EXERCISE: Among the lines below, some may contain the string "spoke". Say how many do, and give nothing besides the number.

===

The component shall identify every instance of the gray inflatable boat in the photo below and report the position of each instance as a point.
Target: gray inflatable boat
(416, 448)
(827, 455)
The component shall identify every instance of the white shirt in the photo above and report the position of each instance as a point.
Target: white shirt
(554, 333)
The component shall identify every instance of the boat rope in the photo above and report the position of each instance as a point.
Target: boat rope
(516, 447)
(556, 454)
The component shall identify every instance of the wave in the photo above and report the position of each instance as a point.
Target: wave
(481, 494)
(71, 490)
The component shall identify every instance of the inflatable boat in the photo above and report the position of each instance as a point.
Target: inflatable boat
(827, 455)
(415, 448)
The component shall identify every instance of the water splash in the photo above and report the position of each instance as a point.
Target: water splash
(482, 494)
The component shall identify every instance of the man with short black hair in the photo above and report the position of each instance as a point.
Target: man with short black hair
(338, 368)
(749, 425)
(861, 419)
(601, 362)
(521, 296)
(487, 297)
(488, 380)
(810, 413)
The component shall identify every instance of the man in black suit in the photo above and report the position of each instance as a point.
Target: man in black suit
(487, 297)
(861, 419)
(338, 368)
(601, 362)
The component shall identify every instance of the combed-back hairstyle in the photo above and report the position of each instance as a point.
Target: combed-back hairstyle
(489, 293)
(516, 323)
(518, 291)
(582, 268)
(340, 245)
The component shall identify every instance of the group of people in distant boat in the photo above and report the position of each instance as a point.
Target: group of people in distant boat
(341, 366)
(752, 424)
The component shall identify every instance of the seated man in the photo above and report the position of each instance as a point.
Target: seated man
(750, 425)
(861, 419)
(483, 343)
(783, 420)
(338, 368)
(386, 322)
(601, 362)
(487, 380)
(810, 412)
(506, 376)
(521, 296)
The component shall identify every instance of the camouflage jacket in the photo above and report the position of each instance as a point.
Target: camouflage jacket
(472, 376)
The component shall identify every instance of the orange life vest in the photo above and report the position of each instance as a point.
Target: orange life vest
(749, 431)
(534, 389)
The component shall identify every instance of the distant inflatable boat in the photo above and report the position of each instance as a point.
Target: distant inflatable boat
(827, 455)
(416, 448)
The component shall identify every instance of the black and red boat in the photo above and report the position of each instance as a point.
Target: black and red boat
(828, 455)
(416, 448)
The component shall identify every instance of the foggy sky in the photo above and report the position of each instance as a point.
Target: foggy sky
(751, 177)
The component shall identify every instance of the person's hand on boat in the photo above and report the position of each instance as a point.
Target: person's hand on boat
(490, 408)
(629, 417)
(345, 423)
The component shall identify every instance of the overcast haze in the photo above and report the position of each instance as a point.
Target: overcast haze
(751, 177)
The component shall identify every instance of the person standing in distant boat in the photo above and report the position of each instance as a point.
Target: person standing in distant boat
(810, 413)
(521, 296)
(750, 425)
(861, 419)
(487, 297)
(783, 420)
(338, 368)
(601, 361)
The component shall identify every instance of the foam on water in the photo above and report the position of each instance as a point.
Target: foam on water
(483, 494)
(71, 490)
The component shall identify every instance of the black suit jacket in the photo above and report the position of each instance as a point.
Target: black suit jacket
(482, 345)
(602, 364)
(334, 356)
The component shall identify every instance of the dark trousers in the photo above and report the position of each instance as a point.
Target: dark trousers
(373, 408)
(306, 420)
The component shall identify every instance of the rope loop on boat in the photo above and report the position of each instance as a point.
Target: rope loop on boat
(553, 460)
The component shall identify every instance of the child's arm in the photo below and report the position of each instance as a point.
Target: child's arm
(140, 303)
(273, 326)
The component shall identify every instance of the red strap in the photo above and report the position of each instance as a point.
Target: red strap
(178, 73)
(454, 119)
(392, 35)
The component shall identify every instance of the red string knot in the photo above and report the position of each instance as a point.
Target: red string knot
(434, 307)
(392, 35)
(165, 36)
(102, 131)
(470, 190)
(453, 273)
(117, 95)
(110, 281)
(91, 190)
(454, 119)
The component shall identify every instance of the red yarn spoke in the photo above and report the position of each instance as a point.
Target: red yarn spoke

===

TASK RESPONSE: 2